◆ CONJUNTO DE TAREFAS:
- 1) No texto sobre a seleção de solventes, que espécie é submetida aos diversos solventes?
- 2) Extraia do texto sobre a seleção de solventes o trecho que vai de "A próxima fase" a "hexano/isopropanol (3:2, (v/v)).", sem qualquer alteração.

◆ TEXTO FORNECIDO:
══════════
A próxima fase corresponde à seleção do melhor sistema de solventes. Pretende-se com
este processo submeter a espécie Nannochloropsis gaditana a uma diversidade de
solventes, de forma a conseguir-se perceber qual o solvente ou mistura de solventes que
proporciona um superior rendimento de extração. Os solventes utilizados neste estudo
são o metanol, n-hexano, diclorometano, diclorometano/metanol (2:1, (v/v)), e n-
hexano/isopropanol (3:2, (v/v)).
Torna-se neste momento necessário definir o melhor tempo de extração em ultrassons,
tentando otimizar o processo em termos de energia e tempo despendido. Na tentativa de
perceber a possibilidade de minimizar o tempo despendido durante o processo de rotura
celular, foram realizados vários ensaios através da utilização da espécie Nannochloropsis
gaditana e três sistemas de solventes orgânicos de extração (metanol,
diclorometano/metano e n-hexano) para períodos de tempo de 2, 4, 5, 10, 15, 20, 25 e 30
minutos.
══════════
◆ LISTAGEM APRESENTADA:

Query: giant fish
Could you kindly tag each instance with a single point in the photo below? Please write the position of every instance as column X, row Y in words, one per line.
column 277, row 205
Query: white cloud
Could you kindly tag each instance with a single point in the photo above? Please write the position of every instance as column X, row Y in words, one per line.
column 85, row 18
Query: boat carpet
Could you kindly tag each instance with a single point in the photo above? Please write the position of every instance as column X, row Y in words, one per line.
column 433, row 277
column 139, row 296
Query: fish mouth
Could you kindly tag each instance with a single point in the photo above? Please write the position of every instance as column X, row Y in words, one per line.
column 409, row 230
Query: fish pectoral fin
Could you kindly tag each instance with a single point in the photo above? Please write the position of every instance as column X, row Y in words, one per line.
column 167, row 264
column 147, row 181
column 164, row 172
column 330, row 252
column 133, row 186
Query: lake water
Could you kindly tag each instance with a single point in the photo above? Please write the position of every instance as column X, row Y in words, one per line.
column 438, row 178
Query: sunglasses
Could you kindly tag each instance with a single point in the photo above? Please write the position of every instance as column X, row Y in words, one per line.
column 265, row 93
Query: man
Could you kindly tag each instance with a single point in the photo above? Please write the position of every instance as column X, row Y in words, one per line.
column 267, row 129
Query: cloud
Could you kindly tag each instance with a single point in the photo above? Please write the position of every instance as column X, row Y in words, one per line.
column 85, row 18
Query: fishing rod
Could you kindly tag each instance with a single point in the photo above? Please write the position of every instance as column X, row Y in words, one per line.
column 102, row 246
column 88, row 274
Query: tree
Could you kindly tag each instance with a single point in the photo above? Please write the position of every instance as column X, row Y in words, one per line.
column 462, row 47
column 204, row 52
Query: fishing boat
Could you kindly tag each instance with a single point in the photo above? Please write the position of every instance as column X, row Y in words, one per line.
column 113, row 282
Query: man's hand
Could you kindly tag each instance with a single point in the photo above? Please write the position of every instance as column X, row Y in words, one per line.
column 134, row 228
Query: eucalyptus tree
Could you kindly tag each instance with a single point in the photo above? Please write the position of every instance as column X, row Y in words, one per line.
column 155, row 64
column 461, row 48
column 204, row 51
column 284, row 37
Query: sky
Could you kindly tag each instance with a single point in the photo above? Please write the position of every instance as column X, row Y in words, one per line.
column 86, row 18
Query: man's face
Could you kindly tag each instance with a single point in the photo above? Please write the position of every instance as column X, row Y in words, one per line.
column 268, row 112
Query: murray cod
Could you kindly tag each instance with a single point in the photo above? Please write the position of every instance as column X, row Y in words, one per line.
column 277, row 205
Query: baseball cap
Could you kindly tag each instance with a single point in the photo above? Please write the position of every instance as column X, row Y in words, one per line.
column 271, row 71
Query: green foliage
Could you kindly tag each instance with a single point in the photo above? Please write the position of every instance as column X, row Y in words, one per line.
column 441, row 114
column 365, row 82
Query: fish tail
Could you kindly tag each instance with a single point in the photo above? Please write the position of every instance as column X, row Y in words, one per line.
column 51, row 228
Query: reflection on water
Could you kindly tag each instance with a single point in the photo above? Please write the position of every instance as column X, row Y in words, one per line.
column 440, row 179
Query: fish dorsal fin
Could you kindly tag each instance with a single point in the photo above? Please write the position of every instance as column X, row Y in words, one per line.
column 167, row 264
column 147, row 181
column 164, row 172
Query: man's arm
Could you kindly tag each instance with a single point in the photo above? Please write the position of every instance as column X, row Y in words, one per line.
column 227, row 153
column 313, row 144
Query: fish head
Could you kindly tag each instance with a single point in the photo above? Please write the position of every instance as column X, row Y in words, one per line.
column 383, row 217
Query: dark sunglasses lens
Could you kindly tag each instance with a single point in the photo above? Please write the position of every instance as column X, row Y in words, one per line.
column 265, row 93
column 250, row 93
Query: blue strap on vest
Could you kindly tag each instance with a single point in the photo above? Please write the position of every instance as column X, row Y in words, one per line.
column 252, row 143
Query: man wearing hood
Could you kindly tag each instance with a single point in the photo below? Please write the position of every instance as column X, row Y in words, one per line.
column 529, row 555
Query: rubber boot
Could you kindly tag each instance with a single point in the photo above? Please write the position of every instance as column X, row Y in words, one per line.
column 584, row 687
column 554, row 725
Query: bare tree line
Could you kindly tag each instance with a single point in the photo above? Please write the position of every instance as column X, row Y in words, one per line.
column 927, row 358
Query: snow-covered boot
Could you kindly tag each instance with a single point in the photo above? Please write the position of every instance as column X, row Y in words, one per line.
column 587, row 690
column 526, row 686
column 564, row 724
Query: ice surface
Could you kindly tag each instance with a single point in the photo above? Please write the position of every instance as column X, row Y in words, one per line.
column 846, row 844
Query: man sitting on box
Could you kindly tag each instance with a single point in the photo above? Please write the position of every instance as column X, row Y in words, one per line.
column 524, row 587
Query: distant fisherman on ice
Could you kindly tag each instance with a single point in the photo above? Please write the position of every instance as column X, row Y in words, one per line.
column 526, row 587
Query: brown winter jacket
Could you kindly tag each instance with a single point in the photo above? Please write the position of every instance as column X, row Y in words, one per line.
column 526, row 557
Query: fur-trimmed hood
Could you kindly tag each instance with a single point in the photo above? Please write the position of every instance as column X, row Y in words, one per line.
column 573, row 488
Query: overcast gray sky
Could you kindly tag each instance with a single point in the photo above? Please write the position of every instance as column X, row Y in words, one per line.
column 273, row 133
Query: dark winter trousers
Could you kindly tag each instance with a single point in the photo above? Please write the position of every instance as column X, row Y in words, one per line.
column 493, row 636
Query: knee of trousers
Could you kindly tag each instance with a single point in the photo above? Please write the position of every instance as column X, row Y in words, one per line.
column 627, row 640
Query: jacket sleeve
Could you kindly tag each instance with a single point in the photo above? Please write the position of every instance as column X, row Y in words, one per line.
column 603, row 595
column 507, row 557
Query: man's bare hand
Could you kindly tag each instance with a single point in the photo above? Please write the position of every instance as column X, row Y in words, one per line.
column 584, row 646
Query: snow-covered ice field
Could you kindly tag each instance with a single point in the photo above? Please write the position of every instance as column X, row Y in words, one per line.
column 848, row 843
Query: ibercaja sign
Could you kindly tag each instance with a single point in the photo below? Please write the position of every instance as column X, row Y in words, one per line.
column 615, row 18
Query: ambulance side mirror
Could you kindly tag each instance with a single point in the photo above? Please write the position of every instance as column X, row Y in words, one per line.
══════════
◆ OS RESULTADOS:
- 1) A espécie Nannochloropsis gaditana.

- 2)
A próxima fase corresponde à seleção do melhor sistema de solventes. Pretende-se com
este processo submeter a espécie Nannochloropsis gaditana a uma diversidade de
solventes, de forma a conseguir-se perceber qual o solvente ou mistura de solventes que
proporciona um superior rendimento de extração. Os solventes utilizados neste estudo
são o metanol, n-hexano, diclorometano, diclorometano/metanol (2:1, (v/v)), e n-
hexano/isopropanol (3:2, (v/v)).